■ EXERCISE
Copy out the records from the line containing "branch shown in the photograph." through the line containing "[4,32,567,567]". Change "For full credit" to "To earn full marks" and leave everything else as it is.

Excerpts from a detection dataset

'''

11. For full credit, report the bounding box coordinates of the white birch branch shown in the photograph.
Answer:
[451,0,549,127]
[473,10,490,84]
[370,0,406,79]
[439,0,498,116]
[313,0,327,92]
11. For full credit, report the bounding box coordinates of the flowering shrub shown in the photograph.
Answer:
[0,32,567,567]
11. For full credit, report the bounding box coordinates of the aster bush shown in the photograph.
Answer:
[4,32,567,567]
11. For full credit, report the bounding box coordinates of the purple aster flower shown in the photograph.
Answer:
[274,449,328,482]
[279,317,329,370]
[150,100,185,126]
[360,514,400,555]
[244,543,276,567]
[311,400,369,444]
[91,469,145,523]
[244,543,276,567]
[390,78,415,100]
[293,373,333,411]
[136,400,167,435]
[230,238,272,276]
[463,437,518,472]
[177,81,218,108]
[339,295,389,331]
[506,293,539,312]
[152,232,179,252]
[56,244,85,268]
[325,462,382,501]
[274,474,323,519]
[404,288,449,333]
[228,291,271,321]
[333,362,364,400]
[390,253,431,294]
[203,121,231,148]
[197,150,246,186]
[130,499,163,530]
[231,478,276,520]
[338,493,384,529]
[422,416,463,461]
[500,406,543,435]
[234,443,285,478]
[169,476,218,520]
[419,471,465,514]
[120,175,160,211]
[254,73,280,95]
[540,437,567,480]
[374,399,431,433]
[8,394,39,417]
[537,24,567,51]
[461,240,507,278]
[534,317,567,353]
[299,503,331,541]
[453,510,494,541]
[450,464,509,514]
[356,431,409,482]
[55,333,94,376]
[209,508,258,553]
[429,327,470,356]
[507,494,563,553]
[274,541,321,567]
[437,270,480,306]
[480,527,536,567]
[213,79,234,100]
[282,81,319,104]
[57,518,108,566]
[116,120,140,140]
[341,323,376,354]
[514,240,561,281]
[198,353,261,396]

'''
'''

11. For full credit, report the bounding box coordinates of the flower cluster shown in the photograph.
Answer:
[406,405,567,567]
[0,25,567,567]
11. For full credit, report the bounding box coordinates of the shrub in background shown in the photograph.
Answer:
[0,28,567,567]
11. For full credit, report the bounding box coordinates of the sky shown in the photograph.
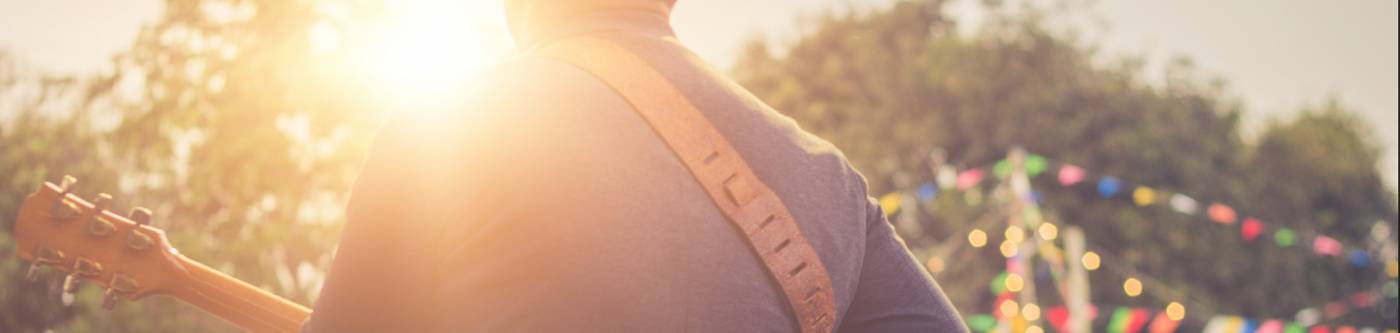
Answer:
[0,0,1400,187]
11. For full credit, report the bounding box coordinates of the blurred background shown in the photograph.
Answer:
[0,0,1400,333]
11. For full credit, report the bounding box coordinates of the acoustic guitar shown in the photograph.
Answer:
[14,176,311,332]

'''
'''

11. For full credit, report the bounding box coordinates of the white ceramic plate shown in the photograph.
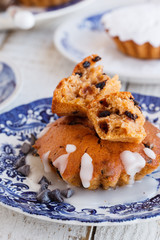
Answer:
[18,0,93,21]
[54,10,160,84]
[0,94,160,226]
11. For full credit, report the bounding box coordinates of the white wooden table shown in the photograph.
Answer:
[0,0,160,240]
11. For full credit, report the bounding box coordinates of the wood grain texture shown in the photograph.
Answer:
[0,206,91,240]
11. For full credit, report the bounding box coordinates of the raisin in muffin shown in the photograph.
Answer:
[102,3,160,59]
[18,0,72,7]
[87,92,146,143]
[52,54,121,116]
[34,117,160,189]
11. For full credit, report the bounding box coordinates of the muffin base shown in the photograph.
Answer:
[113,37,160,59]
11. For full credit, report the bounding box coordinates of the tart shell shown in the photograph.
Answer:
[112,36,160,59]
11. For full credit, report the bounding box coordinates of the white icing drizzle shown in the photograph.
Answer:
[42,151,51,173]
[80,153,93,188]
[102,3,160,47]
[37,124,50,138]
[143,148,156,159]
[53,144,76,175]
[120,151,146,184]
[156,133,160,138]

'''

■ EXERCISE ANSWER
11. To earn full marks, report the bounding box coordinates of the white birch branch shown in the photograph.
Answer:
[451,0,549,127]
[473,10,490,84]
[370,0,406,79]
[439,0,498,116]
[313,0,327,92]
11. To earn full marks, report the bounding box coordinates of the flowering shrub shown in the photograph.
Answer:
[0,32,567,567]
11. To earn full marks, report the bounding box coordinates of the aster bush shown in the photograph.
Answer:
[4,32,567,567]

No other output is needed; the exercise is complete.